In the material below, count the lines with the word "black" and state that number only.

- RECORDED DATA
━━━━━━━━━━━━━━━━

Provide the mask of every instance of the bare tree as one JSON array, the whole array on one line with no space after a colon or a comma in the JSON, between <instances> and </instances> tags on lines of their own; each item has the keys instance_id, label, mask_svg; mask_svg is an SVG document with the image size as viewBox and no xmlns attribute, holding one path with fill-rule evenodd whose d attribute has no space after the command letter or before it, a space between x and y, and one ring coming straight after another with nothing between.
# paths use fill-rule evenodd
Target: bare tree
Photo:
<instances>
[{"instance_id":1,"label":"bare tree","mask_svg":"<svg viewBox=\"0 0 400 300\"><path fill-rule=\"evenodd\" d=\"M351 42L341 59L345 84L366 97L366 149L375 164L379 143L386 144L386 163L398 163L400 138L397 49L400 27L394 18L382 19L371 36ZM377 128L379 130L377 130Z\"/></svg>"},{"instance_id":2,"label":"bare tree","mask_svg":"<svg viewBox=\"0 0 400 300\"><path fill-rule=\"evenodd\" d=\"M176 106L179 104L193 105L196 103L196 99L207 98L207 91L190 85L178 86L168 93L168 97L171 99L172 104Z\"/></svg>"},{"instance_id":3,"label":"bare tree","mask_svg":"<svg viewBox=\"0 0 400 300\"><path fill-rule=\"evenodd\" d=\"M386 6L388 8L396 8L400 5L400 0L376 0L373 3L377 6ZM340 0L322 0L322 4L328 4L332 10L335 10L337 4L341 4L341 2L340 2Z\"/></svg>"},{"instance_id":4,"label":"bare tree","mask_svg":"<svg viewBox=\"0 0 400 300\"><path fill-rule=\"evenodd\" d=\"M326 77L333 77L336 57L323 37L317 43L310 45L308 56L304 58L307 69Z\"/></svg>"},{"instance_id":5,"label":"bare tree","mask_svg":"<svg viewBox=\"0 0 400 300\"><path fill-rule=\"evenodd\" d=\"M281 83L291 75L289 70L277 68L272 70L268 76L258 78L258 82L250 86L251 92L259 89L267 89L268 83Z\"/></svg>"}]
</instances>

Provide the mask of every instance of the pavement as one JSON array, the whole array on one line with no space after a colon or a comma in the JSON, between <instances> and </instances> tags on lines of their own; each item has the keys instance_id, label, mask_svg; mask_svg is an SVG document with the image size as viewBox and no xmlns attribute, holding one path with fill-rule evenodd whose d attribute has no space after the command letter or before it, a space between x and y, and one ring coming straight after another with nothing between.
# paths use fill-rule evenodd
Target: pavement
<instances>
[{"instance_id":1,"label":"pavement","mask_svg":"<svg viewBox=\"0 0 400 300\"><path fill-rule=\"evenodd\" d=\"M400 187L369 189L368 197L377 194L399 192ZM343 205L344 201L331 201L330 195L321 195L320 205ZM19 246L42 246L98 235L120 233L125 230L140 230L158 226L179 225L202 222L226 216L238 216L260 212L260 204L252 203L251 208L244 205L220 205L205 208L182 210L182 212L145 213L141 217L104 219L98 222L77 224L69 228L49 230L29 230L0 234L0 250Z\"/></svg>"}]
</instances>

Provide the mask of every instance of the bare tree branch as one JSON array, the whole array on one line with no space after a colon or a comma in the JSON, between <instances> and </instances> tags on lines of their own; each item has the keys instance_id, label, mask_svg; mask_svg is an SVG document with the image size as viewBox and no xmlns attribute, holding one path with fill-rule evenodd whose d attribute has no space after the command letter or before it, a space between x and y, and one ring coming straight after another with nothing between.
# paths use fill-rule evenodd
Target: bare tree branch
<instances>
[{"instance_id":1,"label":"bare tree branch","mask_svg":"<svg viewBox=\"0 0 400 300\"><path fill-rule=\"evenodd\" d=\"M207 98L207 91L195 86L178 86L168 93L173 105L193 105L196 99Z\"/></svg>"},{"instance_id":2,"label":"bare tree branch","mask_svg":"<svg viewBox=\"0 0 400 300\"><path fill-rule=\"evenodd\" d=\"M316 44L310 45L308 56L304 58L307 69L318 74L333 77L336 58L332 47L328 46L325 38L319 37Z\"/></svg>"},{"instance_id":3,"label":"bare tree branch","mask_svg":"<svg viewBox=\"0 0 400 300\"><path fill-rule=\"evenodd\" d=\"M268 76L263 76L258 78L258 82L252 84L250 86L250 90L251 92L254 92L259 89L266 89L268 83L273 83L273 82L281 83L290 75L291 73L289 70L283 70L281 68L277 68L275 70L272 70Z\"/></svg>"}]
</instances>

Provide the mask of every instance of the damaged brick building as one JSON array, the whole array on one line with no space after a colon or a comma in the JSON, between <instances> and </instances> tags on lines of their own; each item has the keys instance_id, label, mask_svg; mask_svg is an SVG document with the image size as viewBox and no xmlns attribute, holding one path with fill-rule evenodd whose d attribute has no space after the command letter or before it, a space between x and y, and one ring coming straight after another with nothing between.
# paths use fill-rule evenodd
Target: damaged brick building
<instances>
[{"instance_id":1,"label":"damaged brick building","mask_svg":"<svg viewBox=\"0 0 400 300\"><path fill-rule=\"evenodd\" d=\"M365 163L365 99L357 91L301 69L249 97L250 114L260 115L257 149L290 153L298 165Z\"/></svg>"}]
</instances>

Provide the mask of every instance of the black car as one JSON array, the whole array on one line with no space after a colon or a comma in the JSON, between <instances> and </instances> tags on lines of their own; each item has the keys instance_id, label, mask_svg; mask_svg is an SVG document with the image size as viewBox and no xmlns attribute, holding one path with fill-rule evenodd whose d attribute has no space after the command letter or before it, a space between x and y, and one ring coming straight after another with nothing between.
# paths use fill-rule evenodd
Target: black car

━━━━━━━━━━━━━━━━

- EXERCISE OUTPUT
2